Records from a dataset:
== Segment start ==

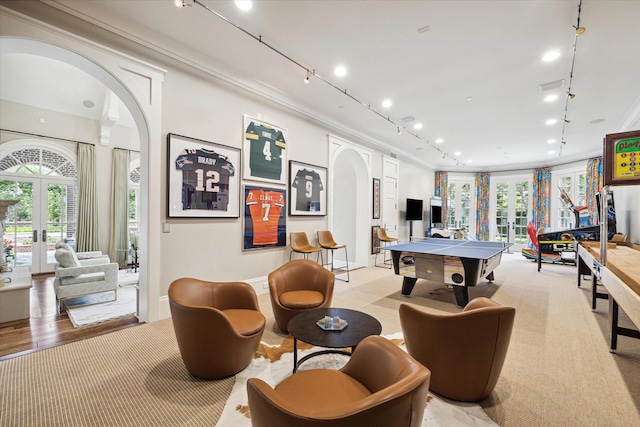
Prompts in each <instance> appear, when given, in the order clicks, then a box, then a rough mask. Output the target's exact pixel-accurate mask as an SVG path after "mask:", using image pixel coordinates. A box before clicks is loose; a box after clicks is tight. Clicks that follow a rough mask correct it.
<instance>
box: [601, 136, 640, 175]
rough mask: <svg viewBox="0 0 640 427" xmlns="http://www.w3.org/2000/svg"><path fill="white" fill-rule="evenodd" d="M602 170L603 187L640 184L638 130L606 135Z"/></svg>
mask: <svg viewBox="0 0 640 427" xmlns="http://www.w3.org/2000/svg"><path fill="white" fill-rule="evenodd" d="M602 168H603V184H604V185H614V186H615V185H638V184H640V130H634V131H629V132H619V133H610V134H607V135H606V136H605V138H604V147H603V157H602Z"/></svg>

== Segment end ==

WHAT THE TASK REQUIRES
Reproduce all of the entries above word for word, leaving out the pictures.

RESPONSE BOX
Prompts in each <instance> appear, when given, in the order clicks, then a box, then a rough mask. Output the target's exact pixel-accurate mask as an SVG path after "mask:", using image pixel coordinates. A box before clicks is loose; a box after clicks is tight. Clicks that follow a rough mask correct it.
<instance>
box: [601, 136, 640, 175]
rough mask: <svg viewBox="0 0 640 427" xmlns="http://www.w3.org/2000/svg"><path fill="white" fill-rule="evenodd" d="M602 170L603 187L640 184L638 130L606 135Z"/></svg>
mask: <svg viewBox="0 0 640 427" xmlns="http://www.w3.org/2000/svg"><path fill="white" fill-rule="evenodd" d="M602 168H603V184H604V185H614V186H615V185H638V184H640V130H634V131H629V132H619V133H610V134H607V135H606V136H605V138H604V147H603V157H602Z"/></svg>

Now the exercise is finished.